Set down exactly the lines below, from the one containing "the chandelier metal" through the final line, and include no others.
== Records ==
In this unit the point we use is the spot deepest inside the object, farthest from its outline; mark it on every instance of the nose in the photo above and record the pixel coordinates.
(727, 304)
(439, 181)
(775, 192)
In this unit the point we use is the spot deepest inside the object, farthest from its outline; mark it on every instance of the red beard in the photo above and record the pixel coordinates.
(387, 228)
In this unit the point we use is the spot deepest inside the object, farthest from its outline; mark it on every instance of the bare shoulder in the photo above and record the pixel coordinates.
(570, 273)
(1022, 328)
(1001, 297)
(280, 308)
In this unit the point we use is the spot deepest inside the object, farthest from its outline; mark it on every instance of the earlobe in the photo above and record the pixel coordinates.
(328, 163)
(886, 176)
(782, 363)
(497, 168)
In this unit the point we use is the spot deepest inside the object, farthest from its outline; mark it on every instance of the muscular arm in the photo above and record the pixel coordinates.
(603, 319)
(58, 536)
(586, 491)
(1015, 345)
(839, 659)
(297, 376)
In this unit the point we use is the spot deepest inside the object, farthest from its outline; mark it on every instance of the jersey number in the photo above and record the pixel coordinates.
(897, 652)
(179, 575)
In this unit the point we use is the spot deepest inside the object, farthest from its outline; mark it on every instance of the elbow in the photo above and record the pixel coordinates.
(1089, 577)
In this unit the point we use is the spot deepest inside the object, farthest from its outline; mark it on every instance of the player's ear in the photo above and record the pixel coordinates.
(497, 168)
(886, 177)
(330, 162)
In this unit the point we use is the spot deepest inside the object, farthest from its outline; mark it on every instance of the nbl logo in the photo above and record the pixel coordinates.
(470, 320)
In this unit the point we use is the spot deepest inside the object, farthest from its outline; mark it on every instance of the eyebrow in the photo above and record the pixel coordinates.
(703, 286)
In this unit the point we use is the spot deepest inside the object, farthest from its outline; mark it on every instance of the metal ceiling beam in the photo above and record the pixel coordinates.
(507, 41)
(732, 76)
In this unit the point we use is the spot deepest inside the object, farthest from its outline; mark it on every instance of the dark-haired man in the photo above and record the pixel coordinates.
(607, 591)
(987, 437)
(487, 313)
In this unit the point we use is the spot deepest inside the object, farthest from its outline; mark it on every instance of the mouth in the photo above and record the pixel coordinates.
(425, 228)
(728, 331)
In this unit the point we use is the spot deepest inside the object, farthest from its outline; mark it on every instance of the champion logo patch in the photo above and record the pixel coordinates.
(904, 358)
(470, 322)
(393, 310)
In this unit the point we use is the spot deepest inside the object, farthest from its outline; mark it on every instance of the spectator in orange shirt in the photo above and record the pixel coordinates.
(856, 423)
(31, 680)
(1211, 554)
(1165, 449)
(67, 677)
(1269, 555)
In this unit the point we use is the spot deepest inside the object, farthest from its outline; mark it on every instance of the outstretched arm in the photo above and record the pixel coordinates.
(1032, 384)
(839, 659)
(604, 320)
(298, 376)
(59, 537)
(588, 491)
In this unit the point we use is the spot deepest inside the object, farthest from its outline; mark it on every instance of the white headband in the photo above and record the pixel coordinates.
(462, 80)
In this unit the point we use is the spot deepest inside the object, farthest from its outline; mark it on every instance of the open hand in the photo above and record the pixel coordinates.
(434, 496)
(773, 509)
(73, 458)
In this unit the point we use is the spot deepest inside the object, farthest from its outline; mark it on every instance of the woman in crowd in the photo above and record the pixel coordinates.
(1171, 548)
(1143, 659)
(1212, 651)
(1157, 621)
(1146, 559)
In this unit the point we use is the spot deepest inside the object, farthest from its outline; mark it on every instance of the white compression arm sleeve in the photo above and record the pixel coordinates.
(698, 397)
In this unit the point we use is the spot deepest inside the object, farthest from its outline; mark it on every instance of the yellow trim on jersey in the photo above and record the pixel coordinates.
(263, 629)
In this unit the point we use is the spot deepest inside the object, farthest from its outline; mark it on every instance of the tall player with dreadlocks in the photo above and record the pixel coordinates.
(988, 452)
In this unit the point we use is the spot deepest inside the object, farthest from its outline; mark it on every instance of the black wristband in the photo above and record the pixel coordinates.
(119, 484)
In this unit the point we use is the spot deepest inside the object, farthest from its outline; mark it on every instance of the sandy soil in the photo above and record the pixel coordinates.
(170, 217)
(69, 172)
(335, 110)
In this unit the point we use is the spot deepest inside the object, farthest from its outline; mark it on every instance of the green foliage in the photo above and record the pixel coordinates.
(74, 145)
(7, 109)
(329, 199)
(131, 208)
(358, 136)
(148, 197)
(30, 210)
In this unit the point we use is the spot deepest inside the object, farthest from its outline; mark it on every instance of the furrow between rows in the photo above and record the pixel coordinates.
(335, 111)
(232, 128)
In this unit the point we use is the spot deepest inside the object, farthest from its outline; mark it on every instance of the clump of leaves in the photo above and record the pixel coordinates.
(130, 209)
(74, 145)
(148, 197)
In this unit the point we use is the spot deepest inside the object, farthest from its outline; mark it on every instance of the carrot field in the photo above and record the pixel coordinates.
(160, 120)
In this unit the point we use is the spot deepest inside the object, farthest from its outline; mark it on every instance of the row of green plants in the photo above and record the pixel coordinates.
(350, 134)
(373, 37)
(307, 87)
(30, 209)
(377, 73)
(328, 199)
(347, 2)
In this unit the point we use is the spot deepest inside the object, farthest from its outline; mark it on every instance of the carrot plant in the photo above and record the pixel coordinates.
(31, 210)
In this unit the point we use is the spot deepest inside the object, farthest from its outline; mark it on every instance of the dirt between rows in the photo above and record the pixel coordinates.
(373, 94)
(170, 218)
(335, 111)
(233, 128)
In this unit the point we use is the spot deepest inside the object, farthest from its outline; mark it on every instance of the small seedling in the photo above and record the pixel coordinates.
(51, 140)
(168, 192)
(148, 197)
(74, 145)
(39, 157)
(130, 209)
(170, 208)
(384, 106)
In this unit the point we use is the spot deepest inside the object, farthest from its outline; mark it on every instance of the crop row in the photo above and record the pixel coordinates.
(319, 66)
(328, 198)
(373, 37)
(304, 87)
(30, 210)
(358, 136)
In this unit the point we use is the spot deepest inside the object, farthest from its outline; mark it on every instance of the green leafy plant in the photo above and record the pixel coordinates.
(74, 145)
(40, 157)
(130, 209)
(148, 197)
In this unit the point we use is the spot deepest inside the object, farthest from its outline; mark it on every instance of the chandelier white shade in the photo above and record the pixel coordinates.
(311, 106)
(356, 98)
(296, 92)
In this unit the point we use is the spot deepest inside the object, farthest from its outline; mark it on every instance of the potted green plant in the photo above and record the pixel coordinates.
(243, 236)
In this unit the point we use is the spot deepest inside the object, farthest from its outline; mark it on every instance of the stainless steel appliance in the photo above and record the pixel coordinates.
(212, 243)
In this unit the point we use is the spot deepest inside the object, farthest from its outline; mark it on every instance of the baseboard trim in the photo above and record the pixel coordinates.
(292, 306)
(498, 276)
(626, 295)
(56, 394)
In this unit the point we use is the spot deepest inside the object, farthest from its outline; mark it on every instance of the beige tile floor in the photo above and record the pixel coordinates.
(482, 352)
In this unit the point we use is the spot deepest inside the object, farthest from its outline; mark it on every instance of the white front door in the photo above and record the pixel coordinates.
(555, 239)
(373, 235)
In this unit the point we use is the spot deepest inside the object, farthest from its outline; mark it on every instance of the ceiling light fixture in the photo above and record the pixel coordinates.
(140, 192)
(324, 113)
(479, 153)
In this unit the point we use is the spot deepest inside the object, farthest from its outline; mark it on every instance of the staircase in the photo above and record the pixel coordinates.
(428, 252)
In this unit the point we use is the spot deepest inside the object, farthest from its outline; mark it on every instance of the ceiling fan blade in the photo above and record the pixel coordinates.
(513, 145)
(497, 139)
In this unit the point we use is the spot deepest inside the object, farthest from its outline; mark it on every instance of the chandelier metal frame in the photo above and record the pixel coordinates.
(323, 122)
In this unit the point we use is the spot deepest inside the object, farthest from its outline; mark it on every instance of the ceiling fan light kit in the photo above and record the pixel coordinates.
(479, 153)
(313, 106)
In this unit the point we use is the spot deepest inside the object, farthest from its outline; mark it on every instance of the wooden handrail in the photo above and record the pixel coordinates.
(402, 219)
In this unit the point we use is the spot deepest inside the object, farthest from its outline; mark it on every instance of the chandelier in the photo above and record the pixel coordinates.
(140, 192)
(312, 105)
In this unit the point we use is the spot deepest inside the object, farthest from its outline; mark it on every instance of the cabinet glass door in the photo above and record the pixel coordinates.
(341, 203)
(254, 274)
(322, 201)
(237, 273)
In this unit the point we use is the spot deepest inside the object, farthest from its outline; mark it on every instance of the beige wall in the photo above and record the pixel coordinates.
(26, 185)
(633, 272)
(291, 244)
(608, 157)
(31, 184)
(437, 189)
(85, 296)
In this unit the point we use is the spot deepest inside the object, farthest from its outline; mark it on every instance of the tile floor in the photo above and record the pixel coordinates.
===
## Answer box:
In this unit the point we use is the spot deepest inside the object, farthest from its outline; mark it on every instance of the chandelier metal frame in the photo above and record the pixel coordinates.
(323, 122)
In this unit the point we use is the spot deepest inside the object, farthest from its outline; mark it on every instance of the ceiling fan light kit in the photo above and record the pixel coordinates.
(479, 153)
(313, 106)
In this unit the point we use is the spot deepest inside the object, farthest from its outline; mark it on every instance of the wooden handrail in the photo above and record the pixel coordinates.
(402, 219)
In this unit the point we use is the spot deepest inside the object, farthest from its outline; mark it on every instance of the chandelier in the photo above and record the pixel coordinates.
(140, 192)
(312, 105)
In this unit the point we use is the spot deepest inside the object, farthest from its outline; mark it on every instance of the cabinet glass door in the photo above and record the pixel coordinates.
(341, 203)
(254, 274)
(322, 201)
(237, 273)
In this unit the point we use is the spot deepest inside the object, farthest from its outline; mark it on every instance of the beige wall in the photo above and record the pixel coordinates.
(26, 185)
(633, 272)
(291, 244)
(608, 157)
(31, 184)
(437, 189)
(85, 296)
In this unit the point we use is the spot deepest inside the object, farthest from its outline; mark it on every instance of the tile floor in the photo above and record the pixel coordinates.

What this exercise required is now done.